*GIVEN TASK A*: Retype the stretch of the Neopets thread from "## kesttang (Dec" through "off and quit.".
*GIVEN TASK B*:
Answer these questions using the Neopets thread:
(i) How many Neopets accounts does SuperVandal say they had?
(ii) What does kesttang say makes them back off and quit?
(iii) Before this thread, what did Tao think had happened to Neopets?

*ARTICLE*:
# # # # # # #

I agree with your stance on 'pay to win' games but really...The fact that it's 'pay-to-win' now is probably the only way they're making any money at all. Until this thread, I thought Neopets had been taken down years ago or something.


----------



## kesttang (Dec 19, 2014)

Tao said:


> I agree with your stance on 'pay to win' games but really...The fact that it's 'pay-to-win' now is probably the only way they're making any money at all. Until this thread, I thought Neopets had been taken down years ago or something.



Yes, I agree. Paying for cash shop items, that's the only way to make money. I feel like the developers focused WAY too much on it. They don't even focused 10% on the none paying customers. If I feel well taken care of, then I am willing to support the company with my cash. I don't mind that... When I see fraud, that's when I back off and quit.


----------



## SuperVandal (Dec 19, 2014)

i had four accounts on neopets oops


----------



## Naiad (Dec 19, 2014)

SuperVandal said:


> i had four accounts on neopets oops



don't you mean *have

considering we're NeoFriends and all


----------



## Idfldnsndt (Dec 19, 2014)

whats neopets


----------



## loubears (Dec 22, 2014)

# # # # # # #

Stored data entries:
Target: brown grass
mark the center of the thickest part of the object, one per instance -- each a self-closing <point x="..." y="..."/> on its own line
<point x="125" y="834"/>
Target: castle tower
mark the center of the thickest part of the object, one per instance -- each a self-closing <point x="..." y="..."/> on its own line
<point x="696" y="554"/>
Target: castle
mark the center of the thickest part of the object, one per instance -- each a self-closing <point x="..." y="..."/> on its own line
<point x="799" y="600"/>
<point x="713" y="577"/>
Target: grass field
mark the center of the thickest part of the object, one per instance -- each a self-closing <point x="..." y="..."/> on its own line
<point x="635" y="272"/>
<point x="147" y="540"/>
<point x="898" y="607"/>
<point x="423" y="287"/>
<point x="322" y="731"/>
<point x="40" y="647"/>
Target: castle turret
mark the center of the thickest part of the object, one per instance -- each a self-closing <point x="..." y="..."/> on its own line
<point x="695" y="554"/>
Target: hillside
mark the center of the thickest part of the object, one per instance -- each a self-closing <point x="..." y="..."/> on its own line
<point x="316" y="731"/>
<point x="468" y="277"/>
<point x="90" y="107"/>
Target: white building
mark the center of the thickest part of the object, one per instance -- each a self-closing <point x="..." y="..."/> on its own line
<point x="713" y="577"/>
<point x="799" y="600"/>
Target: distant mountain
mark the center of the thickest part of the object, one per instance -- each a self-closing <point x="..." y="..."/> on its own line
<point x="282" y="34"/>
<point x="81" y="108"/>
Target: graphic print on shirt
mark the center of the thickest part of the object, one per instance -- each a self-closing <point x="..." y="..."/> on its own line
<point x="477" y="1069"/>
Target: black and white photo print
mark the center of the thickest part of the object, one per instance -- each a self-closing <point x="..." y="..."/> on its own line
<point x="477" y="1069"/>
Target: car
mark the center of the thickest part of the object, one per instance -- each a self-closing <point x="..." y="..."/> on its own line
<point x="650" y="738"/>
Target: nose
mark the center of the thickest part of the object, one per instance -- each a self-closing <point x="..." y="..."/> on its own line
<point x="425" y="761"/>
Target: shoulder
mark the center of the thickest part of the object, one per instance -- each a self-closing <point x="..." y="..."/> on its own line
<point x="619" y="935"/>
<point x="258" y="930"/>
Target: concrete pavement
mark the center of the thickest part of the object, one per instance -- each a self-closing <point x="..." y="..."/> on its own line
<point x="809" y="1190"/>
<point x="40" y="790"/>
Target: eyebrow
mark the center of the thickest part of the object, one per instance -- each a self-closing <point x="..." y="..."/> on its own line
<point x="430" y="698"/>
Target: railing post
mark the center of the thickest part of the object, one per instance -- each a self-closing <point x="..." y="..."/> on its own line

# # # # # # #

*WORKED SOLUTION A*:
## kesttang (Dec 19, 2014)

Tao said:


> I agree with your stance on 'pay to win' games but really...The fact that it's 'pay-to-win' now is probably the only way they're making any money at all. Until this thread, I thought Neopets had been taken down years ago or something.



Yes, I agree. Paying for cash shop items, that's the only way to make money. I feel like the developers focused WAY too much on it. They don't even focused 10% on the none paying customers. If I feel well taken care of, then I am willing to support the company with my cash. I don't mind that... When I see fraud, that's when I back off and quit.

*WORKED SOLUTION B*:
(i) Four.
(ii) Seeing fraud.
(iii) That it had been taken down years ago.